PROMPT ▸
Answer these from the climate passage:
(a) How many people worldwide work directly for the fossil fuel industry?
(b) When should school strikes be coordinated and planned?
(c) Which sectors should be brought fully into public ownership?
(PASSAGE)
Despite a shift in the ruling class’ approach, it will inevitably be too slow because of the logic of capitalism. Inter-imperialist rivalries mean countries will work separately to develop and then hoard climate technology, instead of collaborating to most rapidly produce and share out the best innovations. Poor countries will be left behind. Corporations will continue to invest their profits in the financial markets as opposed to expanding their productive capacity in the direction needed by humanity. Fossil fuel interests, the agricultural industry, other major polluters, and their loyal politicians will work to block a transition to a sustainable future with ferocity. While we’re seeing increased state intervention globally, the levels required to mitigate all of these bottlenecks and speed the process up enough to put us on track is extraordinarily unlikely.

That is why we need to take things into our own hands. Mass climate protests have clearly put this issue onto the agenda, and we need a dramatic ramping up of this movement. School strikes should be coordinated and planned as soon as schools open again in the fall, and should be ongoing with a plan to involve more students, teachers, and staff. The youth-led movement also urgently needs to link up with the broader working class. In the short term this could look like striking students appealing to local unions to join them for demonstrations and days of action. 

This will crucially need to include workers in polluting industries. Ten million people globally work directly for the fossil fuel industry, and many more rely indirectly on these and other highly polluting jobs. To build a powerful movement with political and economic power, demands for the environment need to be linked with demands to retrain these workers in new, sustainable fields with no loss of pay or benefits and a guarantee of high wages and union recognition.

This type of organizing could win crucial victories for expanding renewable energy, reforestation, and general resource protection. This would help buy time. Fundamentally though, these battles will need to be waged again and again on a mass scale to address the many complex dynamics of the climate crisis caused by a system that is based on the exploitation of workers and the earth. 

What is actually necessary for a long-term solution to climate disaster is a complete restructuring of a society on a socialist basis. This can only be won by the global working class asserting itself in a mighty struggle against the capitalist system. 

Mitigating the climate crisis on the time frame necessary requires an end to a for-profit system and its replacement with a democratically planned economy run by the working class itself. This means bringing the energy industry, the transport sector, key sections of manufacturing and finance fully into public ownership. On this basis, millions could be put to work helping rebuild a green economy, the accumulated wealth of polluting industries could be reallocated to green and socially productive projects, scientific innovation would be unleashed as global collaboration would replace nationalist competition, and instead of profits for a few, all economic activity would be geared towards meeting global human need, including averting the climate crisis. 

In this society, economic decisions would necessarily include environmental and social impact. On the basis of a truly democratically-run economy, we could make rapid decisions about the resources of society and put the full weight of the global working class behind stopping the climate crisis in its tracks. Winning this society will require the biggest ever united struggle of the global working class against capitalism. While the size of this task is mammoth, the future of humanity depends on it.
(End PASSAGE)
(ENTRIES SUPPLIED)
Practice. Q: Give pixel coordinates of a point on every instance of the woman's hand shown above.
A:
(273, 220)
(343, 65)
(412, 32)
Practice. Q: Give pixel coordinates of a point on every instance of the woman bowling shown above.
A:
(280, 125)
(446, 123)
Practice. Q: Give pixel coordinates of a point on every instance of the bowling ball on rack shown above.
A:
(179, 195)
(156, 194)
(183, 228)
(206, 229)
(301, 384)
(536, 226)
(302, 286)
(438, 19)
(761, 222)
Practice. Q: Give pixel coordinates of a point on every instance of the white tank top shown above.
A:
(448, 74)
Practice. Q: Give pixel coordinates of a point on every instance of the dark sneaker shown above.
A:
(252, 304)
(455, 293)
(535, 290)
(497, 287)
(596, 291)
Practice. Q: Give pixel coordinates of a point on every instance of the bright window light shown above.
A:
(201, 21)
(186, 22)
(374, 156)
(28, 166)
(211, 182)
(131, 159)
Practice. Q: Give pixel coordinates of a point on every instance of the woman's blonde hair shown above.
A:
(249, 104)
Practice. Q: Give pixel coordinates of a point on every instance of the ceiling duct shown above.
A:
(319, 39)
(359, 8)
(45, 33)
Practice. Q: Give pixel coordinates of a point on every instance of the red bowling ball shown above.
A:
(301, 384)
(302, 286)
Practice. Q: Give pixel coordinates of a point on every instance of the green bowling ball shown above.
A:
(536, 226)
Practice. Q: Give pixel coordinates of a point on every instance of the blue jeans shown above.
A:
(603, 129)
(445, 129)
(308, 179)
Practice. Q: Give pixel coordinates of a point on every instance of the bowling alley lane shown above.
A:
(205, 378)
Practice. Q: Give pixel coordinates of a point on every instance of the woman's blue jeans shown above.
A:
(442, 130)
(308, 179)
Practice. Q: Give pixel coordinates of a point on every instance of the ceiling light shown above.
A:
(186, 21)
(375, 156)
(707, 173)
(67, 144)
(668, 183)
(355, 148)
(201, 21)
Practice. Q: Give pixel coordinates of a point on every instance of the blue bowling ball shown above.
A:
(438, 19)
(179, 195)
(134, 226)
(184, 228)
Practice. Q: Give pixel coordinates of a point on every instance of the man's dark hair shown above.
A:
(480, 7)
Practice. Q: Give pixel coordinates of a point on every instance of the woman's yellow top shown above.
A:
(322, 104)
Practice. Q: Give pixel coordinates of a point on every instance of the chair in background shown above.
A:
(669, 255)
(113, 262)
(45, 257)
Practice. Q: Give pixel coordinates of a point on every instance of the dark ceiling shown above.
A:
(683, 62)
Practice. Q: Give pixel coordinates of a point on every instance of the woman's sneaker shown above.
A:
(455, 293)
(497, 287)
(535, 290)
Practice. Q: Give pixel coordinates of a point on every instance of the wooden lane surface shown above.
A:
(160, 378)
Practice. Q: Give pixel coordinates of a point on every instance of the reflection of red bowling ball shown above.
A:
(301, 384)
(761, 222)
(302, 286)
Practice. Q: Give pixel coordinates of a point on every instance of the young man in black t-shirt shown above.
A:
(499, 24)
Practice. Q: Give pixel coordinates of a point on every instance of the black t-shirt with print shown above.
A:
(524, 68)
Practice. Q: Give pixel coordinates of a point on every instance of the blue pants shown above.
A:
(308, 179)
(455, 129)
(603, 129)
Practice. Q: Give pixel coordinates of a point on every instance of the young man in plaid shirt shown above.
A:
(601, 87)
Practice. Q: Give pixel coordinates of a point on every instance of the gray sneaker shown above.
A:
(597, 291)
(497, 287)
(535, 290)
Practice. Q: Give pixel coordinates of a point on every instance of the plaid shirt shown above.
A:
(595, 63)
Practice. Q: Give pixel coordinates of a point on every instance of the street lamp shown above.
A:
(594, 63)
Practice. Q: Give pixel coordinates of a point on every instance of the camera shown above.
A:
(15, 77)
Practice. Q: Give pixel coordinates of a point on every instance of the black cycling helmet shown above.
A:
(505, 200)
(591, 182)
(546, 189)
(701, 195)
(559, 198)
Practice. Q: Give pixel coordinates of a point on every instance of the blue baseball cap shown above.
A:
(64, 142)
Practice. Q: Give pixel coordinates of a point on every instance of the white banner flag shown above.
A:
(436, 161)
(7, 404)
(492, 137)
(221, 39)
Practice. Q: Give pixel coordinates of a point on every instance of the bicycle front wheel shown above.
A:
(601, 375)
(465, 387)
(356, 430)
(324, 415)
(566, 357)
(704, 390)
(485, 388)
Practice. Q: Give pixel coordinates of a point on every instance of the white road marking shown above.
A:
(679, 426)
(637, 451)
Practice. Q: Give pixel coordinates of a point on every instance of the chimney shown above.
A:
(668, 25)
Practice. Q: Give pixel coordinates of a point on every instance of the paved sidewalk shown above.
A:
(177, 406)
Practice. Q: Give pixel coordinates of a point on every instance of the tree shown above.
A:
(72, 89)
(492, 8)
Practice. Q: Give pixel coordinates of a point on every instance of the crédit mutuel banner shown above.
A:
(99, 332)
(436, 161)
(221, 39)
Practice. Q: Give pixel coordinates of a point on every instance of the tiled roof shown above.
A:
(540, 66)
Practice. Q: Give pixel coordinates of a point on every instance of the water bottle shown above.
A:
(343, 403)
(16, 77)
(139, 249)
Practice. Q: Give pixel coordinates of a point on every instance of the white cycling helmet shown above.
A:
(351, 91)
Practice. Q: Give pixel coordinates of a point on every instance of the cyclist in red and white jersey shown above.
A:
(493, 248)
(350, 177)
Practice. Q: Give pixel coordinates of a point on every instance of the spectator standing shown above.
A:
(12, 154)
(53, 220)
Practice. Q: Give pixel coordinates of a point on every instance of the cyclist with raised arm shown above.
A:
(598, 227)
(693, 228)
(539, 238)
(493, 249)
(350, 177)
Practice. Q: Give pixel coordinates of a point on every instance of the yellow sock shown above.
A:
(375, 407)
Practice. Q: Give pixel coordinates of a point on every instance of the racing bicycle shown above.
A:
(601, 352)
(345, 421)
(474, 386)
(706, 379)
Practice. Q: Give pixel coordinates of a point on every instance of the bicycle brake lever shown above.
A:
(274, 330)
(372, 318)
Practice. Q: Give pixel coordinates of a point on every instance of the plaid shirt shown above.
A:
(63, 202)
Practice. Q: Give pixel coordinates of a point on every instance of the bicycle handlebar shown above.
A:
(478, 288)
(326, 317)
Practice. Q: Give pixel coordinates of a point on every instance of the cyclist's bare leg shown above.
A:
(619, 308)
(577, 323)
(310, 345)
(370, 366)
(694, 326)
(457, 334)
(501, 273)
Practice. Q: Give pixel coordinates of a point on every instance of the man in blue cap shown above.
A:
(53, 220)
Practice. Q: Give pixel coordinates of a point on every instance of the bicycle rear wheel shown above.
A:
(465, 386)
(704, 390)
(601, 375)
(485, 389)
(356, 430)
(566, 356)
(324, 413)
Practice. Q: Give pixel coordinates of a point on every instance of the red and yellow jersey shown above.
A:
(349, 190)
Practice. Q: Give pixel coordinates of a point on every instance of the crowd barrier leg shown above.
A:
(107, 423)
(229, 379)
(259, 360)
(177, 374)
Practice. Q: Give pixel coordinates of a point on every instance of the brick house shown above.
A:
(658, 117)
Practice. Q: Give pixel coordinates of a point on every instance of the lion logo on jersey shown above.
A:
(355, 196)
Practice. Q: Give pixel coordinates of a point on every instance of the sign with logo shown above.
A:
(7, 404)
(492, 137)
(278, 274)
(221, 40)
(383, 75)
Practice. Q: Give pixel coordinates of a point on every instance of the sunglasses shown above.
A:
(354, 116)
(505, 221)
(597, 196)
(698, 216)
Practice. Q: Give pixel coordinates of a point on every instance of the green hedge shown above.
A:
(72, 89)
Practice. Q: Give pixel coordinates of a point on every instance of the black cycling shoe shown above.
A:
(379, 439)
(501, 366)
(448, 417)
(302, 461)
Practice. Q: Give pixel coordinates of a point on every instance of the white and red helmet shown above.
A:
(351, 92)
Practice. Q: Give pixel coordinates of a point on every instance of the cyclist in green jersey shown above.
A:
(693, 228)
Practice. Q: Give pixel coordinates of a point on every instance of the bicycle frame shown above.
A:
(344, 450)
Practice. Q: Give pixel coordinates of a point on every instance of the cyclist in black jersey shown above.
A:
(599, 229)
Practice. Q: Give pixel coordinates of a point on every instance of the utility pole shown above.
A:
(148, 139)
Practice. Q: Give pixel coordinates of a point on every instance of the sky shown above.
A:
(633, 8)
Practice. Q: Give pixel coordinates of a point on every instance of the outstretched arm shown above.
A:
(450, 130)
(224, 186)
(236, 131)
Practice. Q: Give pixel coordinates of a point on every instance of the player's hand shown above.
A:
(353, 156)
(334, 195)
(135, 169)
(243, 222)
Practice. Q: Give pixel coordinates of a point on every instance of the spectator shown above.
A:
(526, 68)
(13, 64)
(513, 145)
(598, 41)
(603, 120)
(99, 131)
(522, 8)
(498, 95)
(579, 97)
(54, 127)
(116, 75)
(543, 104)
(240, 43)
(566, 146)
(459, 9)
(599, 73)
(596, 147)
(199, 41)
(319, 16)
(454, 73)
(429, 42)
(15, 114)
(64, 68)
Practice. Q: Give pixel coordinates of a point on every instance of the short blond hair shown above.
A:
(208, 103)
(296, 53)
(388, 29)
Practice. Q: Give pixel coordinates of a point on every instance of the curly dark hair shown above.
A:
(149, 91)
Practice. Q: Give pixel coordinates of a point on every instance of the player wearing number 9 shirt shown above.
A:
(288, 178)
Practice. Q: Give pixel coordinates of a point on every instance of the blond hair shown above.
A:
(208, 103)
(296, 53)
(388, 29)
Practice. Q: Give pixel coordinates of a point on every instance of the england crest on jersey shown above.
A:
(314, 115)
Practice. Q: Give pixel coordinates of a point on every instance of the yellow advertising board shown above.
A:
(End ENTRIES SUPPLIED)
ANSWER SECTION ▸
(a) Ten million.
(b) As soon as schools open again in the fall.
(c) The energy industry, the transport sector, and key sections of manufacturing and finance.